> **Texto selecionado**
=-=-=

Além da governabilidade, Molina elencou um ciclo de políticas que devem ter um enfoque territorial propriamente dito, entre elas, as políticas fiscais para que haja independência dos municípios em relação às esferas nacionais no recebimento de recursos, as políticas de uso do solo e emprego, sendo esse último considerado por ele uma chave no desenvolvimento territorial, o manejo de ambientes comuns e consolidação das rotas de governo e governabilidade.

 

O pesquisador disse que o Estado é fundamental para o enfoque territorial, e lembrou que há um problema de corrupção em todos os níveis, defendendo que “a gestão territorial para o desenvolvimento deve ser bandeirada pela defesa dos valores éticos frente ao mercado e ao Estado.”

 

Em sua fala, Molina, que também é coordenador da Rede Gestão Territorial para o Desenvolvimento Paz Colômbia (GTD-Paz-Colômbia) apresentou os objetivos da Red GTD Paz.

=-=-=

> **Listagem de dados**
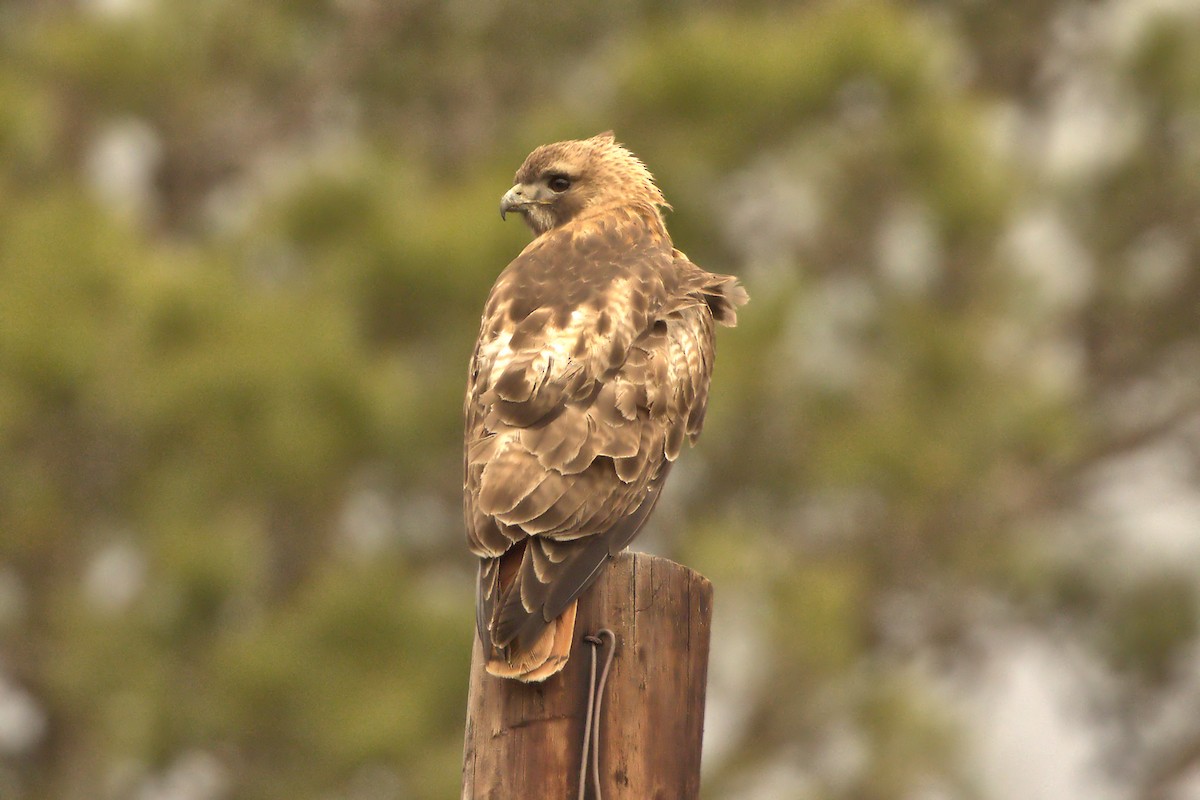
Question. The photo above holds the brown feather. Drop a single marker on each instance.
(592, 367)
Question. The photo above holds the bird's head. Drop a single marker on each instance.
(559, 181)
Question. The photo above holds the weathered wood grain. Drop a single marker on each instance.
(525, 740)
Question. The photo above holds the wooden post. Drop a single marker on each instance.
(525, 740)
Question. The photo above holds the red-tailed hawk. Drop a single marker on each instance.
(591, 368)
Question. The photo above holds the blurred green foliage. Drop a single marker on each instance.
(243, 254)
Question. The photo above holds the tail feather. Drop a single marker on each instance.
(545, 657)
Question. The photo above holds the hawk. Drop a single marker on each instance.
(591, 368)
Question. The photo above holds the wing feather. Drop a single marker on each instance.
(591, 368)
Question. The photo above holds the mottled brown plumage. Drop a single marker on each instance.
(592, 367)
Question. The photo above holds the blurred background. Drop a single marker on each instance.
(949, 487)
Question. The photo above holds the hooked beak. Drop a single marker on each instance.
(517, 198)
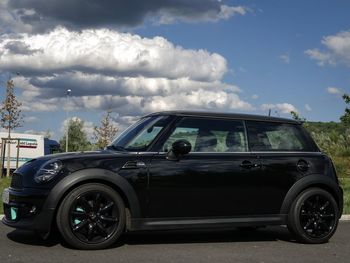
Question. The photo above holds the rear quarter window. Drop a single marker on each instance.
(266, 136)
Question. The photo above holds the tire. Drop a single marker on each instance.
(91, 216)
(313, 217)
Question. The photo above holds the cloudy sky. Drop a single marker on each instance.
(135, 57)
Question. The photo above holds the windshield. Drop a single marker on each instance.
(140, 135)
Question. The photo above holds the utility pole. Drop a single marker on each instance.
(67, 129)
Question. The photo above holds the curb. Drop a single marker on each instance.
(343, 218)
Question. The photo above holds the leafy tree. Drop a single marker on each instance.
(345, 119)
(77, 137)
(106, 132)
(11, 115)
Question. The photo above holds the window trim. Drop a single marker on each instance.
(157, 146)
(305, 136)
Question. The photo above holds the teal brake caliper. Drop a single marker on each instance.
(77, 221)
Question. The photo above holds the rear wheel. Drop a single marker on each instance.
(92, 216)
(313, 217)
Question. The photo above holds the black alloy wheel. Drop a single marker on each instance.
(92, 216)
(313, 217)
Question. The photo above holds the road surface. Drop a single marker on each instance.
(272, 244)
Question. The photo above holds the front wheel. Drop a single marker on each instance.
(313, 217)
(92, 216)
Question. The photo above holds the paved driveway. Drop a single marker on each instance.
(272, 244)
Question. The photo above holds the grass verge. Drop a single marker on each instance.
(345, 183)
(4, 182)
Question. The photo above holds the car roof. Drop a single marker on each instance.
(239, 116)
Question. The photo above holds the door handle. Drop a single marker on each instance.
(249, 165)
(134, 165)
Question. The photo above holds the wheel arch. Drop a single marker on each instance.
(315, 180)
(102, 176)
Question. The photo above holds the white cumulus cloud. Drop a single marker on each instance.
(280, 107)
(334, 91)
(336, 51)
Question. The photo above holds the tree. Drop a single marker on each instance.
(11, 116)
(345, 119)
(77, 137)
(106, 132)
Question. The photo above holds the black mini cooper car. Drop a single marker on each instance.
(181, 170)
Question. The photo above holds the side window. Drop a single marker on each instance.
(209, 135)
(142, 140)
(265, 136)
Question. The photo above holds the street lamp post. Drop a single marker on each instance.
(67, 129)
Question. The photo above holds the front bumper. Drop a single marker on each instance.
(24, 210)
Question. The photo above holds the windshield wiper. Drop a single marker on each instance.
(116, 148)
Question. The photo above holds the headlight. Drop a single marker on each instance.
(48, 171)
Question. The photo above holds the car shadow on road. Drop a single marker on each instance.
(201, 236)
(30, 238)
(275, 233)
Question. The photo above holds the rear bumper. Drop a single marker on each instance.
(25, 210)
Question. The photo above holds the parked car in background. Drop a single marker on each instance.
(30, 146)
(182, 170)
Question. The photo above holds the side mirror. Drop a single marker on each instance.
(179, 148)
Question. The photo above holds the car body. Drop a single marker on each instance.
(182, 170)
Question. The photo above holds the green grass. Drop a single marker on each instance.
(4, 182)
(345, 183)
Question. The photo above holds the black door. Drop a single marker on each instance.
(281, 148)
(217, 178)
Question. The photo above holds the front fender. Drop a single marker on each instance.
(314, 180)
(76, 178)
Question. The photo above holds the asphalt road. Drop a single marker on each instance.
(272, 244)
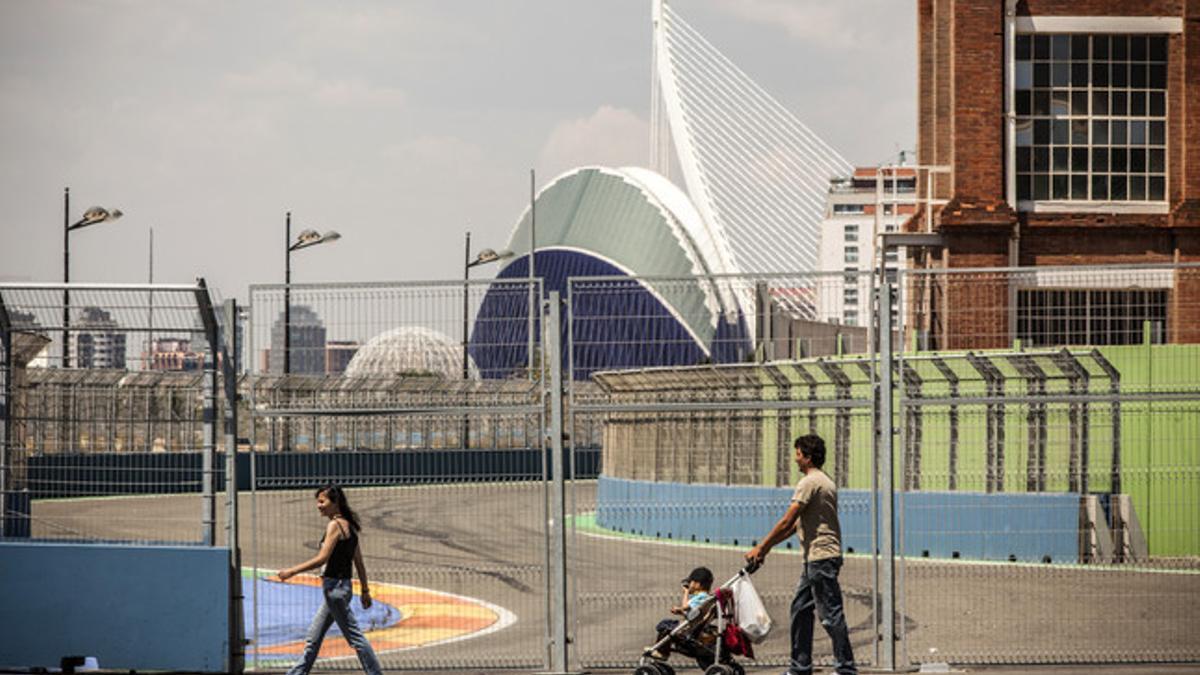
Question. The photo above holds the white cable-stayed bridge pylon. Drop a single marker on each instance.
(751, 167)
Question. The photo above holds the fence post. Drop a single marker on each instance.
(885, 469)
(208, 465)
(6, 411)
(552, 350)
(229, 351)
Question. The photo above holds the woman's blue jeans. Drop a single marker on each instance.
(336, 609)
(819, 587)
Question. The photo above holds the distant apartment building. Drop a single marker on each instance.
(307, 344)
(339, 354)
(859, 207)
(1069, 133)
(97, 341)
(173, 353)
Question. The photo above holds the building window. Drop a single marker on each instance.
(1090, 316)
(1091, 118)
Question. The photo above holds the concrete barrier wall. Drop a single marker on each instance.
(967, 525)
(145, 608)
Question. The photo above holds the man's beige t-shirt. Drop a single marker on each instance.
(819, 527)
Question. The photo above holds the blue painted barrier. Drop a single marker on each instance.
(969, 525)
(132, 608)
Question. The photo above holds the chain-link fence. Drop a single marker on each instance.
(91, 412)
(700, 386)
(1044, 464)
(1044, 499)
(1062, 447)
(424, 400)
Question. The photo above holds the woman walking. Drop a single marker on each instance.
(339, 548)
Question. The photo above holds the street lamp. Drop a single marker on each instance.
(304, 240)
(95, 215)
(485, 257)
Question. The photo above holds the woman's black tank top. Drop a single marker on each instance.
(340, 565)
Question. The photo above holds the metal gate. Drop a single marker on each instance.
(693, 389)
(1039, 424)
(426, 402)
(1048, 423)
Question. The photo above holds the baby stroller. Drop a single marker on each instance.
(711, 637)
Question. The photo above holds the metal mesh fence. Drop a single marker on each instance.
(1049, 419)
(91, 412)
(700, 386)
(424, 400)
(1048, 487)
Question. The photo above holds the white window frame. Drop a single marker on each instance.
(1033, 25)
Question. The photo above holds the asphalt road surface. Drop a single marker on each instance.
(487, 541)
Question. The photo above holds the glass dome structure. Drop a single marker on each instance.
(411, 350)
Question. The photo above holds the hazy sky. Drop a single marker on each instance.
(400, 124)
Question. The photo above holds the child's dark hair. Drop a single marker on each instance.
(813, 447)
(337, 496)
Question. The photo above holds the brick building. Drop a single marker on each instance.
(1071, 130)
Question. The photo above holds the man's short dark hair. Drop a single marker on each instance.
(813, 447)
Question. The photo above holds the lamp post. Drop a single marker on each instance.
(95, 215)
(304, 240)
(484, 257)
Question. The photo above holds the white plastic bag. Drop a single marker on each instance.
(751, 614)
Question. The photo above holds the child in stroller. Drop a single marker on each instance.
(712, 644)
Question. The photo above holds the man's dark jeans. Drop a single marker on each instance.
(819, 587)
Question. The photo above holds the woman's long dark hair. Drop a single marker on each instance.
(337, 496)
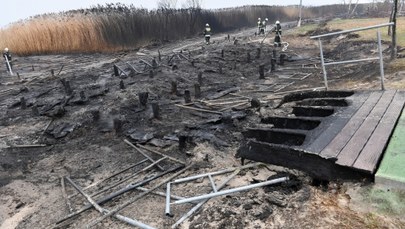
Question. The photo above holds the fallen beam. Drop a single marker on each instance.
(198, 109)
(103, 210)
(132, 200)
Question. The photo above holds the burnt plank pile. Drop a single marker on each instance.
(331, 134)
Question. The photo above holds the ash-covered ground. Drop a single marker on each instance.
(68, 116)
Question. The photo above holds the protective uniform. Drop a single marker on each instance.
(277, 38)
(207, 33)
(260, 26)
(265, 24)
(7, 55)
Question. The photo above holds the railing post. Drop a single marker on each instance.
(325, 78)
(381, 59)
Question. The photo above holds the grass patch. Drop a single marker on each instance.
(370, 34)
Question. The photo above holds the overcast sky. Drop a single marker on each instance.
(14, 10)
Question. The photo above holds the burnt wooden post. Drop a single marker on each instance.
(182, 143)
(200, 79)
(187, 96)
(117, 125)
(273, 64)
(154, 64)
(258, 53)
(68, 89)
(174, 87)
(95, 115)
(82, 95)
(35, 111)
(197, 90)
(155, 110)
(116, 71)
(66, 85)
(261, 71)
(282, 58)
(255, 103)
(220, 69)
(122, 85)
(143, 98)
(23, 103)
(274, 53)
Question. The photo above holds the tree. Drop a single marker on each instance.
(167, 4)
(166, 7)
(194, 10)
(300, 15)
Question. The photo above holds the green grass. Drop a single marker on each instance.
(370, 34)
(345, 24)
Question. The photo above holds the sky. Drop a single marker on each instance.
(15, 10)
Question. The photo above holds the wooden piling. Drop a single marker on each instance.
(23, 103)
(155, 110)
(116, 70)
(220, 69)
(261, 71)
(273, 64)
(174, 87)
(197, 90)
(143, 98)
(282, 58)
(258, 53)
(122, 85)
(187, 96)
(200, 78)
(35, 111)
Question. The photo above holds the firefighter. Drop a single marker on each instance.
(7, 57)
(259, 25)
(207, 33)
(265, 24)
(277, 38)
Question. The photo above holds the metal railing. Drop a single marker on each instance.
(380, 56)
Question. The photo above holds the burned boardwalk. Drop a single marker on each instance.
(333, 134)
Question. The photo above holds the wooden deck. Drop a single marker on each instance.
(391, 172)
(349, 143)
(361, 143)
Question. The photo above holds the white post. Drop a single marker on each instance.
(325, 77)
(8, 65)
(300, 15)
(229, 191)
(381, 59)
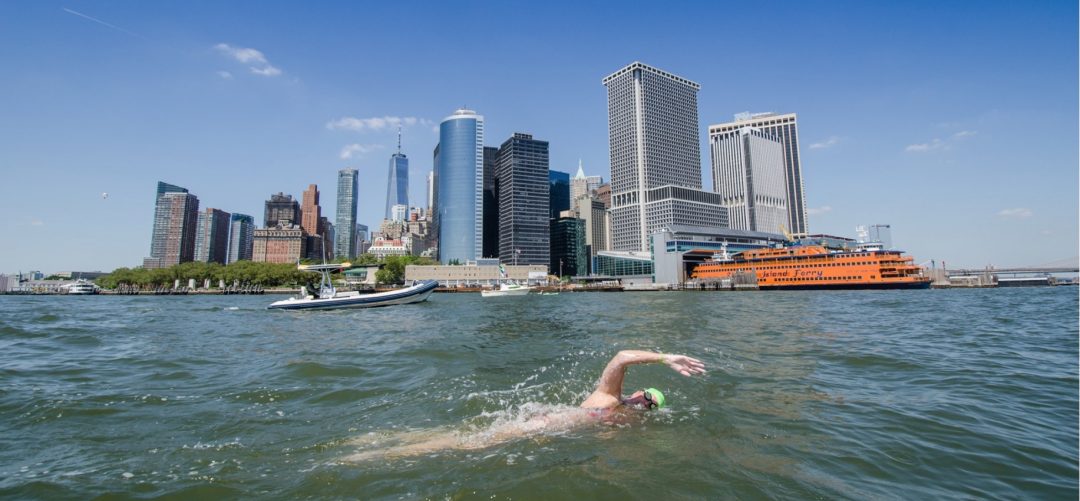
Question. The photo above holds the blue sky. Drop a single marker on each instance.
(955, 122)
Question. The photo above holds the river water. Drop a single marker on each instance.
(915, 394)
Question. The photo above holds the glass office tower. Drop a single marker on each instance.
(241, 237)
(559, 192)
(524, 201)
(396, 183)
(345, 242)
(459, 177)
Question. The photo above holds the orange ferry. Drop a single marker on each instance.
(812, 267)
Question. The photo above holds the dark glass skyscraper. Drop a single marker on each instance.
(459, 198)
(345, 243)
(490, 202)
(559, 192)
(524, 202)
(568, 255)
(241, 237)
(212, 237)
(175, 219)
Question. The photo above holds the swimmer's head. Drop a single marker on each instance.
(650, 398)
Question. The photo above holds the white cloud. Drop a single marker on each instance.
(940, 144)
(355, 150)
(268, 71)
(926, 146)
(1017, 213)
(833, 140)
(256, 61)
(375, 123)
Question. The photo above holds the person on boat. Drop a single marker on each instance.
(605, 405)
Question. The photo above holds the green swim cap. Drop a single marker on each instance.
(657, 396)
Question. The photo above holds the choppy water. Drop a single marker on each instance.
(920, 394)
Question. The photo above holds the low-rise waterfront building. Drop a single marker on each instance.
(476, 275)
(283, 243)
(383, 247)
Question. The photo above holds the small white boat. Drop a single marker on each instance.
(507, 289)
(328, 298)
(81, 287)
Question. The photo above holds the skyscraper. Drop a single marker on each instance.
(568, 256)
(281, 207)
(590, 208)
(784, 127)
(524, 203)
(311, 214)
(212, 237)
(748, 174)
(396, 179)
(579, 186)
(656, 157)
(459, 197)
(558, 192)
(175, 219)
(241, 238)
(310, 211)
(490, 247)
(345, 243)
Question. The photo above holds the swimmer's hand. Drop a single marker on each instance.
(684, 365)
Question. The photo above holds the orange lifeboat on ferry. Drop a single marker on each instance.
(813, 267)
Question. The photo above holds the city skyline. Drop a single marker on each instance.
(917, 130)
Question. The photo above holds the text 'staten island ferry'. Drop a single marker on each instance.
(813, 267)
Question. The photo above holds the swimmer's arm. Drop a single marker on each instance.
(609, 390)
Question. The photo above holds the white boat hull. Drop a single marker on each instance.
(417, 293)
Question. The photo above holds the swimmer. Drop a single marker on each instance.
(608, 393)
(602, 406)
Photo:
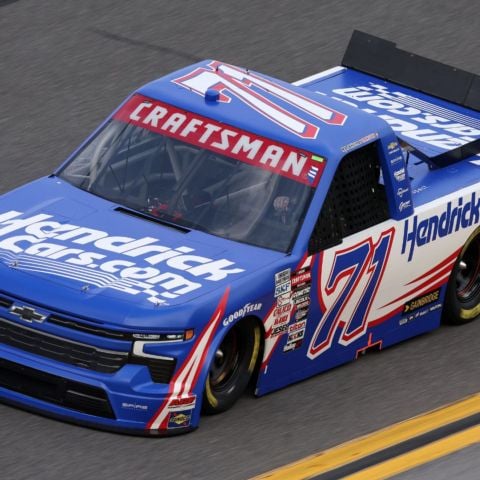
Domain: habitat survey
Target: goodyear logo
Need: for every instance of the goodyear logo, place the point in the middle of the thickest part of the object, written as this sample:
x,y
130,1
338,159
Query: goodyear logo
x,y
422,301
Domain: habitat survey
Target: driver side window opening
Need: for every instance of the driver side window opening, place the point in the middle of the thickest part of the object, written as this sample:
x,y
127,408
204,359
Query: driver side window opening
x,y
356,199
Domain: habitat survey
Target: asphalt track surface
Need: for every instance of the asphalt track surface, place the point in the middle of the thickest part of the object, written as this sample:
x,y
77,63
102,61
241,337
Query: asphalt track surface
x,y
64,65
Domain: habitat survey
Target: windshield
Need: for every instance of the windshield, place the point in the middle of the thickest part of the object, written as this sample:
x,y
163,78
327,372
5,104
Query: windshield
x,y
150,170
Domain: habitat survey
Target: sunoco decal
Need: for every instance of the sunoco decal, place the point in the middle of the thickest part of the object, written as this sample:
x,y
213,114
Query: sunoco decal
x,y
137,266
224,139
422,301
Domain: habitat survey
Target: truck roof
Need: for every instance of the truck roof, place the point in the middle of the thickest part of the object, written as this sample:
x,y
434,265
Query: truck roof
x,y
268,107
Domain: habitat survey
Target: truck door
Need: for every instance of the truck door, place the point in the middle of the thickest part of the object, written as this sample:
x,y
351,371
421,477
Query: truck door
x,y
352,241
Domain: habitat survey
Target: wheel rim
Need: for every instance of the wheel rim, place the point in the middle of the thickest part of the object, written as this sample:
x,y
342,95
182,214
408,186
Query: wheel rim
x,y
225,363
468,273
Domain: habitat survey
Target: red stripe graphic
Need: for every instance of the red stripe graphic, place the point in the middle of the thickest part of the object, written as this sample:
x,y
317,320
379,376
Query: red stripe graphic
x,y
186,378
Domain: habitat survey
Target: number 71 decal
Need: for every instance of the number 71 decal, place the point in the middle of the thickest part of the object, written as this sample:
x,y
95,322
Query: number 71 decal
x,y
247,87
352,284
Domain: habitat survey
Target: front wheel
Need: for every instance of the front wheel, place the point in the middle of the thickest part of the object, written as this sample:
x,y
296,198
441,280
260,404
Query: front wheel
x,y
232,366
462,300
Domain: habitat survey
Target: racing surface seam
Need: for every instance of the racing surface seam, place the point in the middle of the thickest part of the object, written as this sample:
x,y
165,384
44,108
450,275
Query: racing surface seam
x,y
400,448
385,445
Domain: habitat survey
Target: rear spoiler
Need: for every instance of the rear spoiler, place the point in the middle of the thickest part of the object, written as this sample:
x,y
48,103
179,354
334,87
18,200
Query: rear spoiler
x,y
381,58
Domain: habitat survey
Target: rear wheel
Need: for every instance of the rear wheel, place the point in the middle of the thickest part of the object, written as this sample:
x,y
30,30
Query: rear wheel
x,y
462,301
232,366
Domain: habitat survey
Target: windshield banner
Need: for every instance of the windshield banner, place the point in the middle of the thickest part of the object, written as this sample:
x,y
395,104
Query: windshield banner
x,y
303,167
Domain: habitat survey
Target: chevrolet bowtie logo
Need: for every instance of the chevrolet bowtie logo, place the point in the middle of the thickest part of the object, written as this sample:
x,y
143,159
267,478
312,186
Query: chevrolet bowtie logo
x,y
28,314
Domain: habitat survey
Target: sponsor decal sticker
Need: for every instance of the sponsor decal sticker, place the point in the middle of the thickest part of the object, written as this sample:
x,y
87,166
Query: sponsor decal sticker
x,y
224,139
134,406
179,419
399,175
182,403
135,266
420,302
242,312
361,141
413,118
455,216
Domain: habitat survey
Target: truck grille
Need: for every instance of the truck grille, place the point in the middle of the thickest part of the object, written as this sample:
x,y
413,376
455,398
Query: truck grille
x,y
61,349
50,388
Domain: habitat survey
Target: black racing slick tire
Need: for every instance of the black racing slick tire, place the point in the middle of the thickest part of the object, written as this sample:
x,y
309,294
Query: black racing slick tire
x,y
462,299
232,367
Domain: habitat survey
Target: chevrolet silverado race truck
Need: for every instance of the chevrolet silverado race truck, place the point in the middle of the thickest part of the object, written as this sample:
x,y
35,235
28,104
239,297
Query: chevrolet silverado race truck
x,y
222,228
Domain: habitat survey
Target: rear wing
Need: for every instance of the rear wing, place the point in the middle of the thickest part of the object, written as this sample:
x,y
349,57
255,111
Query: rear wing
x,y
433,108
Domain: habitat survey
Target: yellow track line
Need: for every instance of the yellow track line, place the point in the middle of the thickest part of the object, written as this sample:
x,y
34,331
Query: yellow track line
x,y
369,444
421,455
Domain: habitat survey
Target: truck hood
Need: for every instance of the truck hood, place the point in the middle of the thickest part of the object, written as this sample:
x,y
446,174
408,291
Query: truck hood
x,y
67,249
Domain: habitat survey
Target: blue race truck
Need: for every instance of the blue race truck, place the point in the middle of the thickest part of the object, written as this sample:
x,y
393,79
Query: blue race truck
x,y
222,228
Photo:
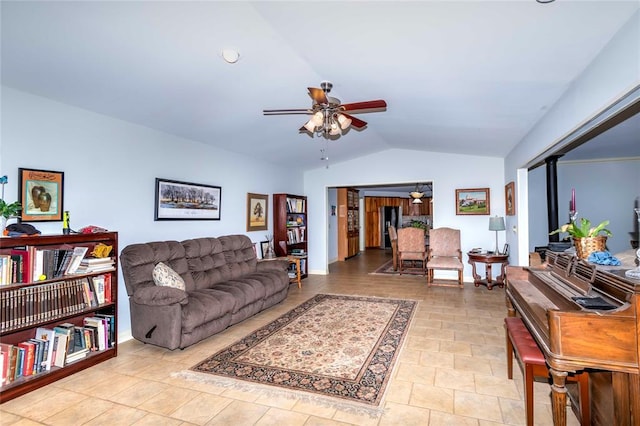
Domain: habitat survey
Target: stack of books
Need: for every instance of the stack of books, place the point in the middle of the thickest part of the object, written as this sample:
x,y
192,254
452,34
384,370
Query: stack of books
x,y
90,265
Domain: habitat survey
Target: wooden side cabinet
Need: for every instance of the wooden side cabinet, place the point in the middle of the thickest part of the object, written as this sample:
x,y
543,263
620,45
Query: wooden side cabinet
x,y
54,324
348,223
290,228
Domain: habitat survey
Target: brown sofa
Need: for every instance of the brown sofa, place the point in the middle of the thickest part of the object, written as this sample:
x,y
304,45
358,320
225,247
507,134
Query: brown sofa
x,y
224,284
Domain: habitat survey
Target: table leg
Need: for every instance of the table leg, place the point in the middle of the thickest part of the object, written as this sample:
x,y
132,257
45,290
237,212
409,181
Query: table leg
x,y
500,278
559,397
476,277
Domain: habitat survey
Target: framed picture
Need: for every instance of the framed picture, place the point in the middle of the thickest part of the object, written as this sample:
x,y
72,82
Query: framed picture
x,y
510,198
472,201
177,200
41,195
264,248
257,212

=-=-=

> **As tarefas**
a) Liste, nos termos do texto sobre o enfoque territorial, cada item do ciclo de políticas que Molina elencou.
b) Prossiga o texto sobre o enfoque territorial a partir da última frase apresentada.
Os registros foram obtidos de uma fonte diferente da do texto.

> **Respostas às tarefas**
a)
- As políticas fiscais, para que haja independência dos municípios em relação às esferas nacionais no recebimento de recursos
- As políticas de uso do solo e emprego
- O manejo de ambientes comuns
- A consolidação das rotas de governo e governabilidade

b)
“Temos, então, um processo que tem afiando a aproximação aos temas e temos definido a partir dos aportes conceituais e metodológicos de incidência política e de inovações sociais que o papel da apropriação e autonomia dos territórios, os processos de governança são um tema fundamental de trabalho da Rede, o dos sistemas agroalimentares sustentáveis e abastecimento é um segundo tema que consideramos fundamental, a relevância dos estudos de paisagem e território e a prioridade da apropriação e uso de informações como diálogo e ação coletiva para gestão social do conhecimento e transformação produtiva”, elencou.

 

O coordenador também disse que a Red GTD Paz Colômbia tem vários desafios diante do cenário que vive a Colômbia, dos quais ele destaca dois

 

“Primeiro, que, como rede, é importante contribuir e fortalecer o diálogo amplo, inclusivo e honesto ao redor de temas estruturais e urgentes sobre desenvolvimento rural com enfoque territorial e nuclear. Em segundo lugar, os acordos de Paz firmados em 2017 como um foco prioritário de atenção.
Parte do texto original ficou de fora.